WHAT YOU HAVE TO DO |
Copy the entries that appear below in full, leaving out any picture among them.

------ DATA EXTRACTS ------

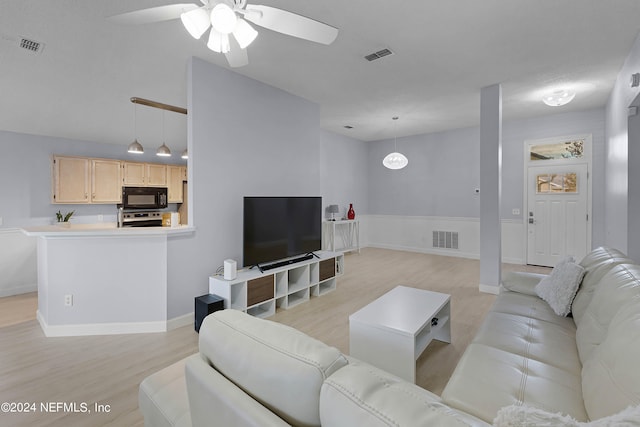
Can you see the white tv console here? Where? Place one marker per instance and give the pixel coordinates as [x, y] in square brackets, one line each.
[259, 293]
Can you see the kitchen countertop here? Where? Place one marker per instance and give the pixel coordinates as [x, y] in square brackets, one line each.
[102, 229]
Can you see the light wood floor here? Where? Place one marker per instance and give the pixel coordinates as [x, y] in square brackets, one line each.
[108, 369]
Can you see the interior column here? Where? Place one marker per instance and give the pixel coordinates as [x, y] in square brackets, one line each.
[490, 187]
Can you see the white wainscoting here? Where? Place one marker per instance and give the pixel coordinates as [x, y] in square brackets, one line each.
[415, 234]
[18, 265]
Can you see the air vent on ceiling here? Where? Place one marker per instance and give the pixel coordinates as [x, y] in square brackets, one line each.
[30, 45]
[379, 54]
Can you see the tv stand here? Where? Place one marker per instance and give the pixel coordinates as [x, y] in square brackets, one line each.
[282, 263]
[259, 293]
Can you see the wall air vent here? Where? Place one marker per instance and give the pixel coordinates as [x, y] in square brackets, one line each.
[30, 45]
[445, 239]
[377, 55]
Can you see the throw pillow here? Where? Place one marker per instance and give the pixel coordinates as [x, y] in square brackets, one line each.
[527, 416]
[559, 288]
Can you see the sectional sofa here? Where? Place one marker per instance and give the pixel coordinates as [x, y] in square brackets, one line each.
[527, 365]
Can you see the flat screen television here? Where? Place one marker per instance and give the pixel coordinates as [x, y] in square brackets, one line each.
[280, 227]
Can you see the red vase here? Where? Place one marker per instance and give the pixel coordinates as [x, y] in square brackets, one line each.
[351, 214]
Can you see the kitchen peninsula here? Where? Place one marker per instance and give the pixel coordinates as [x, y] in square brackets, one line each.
[100, 279]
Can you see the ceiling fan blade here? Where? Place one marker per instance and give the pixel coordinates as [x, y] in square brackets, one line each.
[154, 14]
[291, 24]
[236, 57]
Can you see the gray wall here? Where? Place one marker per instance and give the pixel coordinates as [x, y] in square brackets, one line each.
[618, 170]
[443, 169]
[344, 165]
[245, 138]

------

REPLY TO THE TASK |
Can you see the white tv console here? Where? Place one marker per instance and give the pixel coordinates as [x, y] in square brackets, one line each.
[259, 293]
Can you see the kitchen countertop here? Where? Place one marker per instance and give the pixel coordinates as [x, y] in square brackets, one line each.
[102, 229]
Can you see the light wood floor here? Where? Place one marker per instance and give the pixel coordinates as [x, y] in square brackets, one line each.
[108, 369]
Can you see the interior column here? Where? Place one marker per instance and give the pixel coordinates as [x, y] in square brackets, one line each.
[490, 187]
Can you see the white wainscoting here? Where? Place one marker per instance and give the pixel coordinates as [x, y] in square brackets, one line each.
[415, 234]
[18, 265]
Can you see the air vent on ceiling here? Where? Place one marker per instance and give the pixel coordinates as [x, y] in square brackets, one line each.
[30, 45]
[379, 54]
Can you see the tv stand here? Where? Place one marker per instance and give the pixel coordinates as [x, y] in square brackets, one line each.
[282, 263]
[259, 293]
Can you see the wall air vent here? Where? Place one marker per instance and give the pixel coordinates as [x, y] in square brackets, one line each.
[30, 45]
[445, 239]
[377, 55]
Can you see the throw pillow here? Where? Place one marker per instance and give the pixel coordinates as [x, y] in square brackets, one line each.
[527, 416]
[559, 288]
Can you see the sectional sofa here? Where? Place one marker per instance and give the pixel coordinates as [x, y] in square brackets, one line each.
[527, 365]
Can you see the flat screen television here? Where? Place one marker per instance and give the pixel coordinates as [x, y] in square brackets, one line each.
[280, 227]
Can you see the red vase here? Where? Place one marker per instance and give the pixel coordinates as [x, y] in square brackets, one line each.
[351, 214]
Can you see the kitchen peninsula here? Where? Place one marker per instance and give the pixel coordinates as [x, y] in square brackets, one line each.
[100, 279]
Can you see the ceiling fan blade here? Where? Place one marker per instance and give the pixel coordinates as [x, y] in square brackets, one line each.
[154, 14]
[291, 24]
[236, 57]
Can you see the gray wall here? Where? Place one marker per instance and give the pixel coordinates as [x, y] in square brackets, one line each.
[618, 170]
[443, 169]
[344, 165]
[245, 138]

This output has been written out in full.